- _HOW TO COMPLETE THIS TASK_
The lines from the start of the data through the line with "x=556, y=255" are to be returned verbatim; all later lines are to be omitted.

[Opening ENTRIES PROVIDED section]

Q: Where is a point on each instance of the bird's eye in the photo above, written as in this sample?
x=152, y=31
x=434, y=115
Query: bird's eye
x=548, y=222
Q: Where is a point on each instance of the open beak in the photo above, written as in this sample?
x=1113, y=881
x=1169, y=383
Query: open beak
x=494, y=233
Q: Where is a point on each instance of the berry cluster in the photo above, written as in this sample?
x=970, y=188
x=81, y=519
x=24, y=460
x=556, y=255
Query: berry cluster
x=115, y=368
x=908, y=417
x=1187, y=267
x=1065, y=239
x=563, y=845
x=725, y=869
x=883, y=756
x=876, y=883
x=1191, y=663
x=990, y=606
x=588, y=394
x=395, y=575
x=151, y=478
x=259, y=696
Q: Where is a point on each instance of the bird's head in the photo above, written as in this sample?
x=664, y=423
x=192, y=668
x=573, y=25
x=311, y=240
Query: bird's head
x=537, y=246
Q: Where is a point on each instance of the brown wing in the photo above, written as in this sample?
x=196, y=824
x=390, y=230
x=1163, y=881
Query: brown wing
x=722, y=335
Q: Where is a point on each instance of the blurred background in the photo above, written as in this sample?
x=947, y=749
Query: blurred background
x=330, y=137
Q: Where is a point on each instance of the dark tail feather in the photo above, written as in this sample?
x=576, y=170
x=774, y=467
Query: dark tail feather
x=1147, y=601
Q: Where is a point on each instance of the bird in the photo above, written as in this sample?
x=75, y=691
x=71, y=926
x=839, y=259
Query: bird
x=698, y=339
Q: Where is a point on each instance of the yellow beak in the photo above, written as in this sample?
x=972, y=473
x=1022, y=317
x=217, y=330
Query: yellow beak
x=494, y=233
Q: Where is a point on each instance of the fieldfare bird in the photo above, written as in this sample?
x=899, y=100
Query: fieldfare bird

[Closing ENTRIES PROVIDED section]

- _REPLY TO THE EXERCISE_
Q: Where is a point on each instance of the bird's eye in the photo above, written as in this sample?
x=152, y=31
x=434, y=115
Query: bird's eye
x=548, y=222
Q: Where is a point on each instance of the open beak in the photo above, written as in this sample?
x=1113, y=881
x=1169, y=383
Query: open beak
x=494, y=233
Q: Where is a point on each instance of the berry cluster in the photo above, written as in this sample?
x=970, y=188
x=81, y=519
x=24, y=460
x=556, y=255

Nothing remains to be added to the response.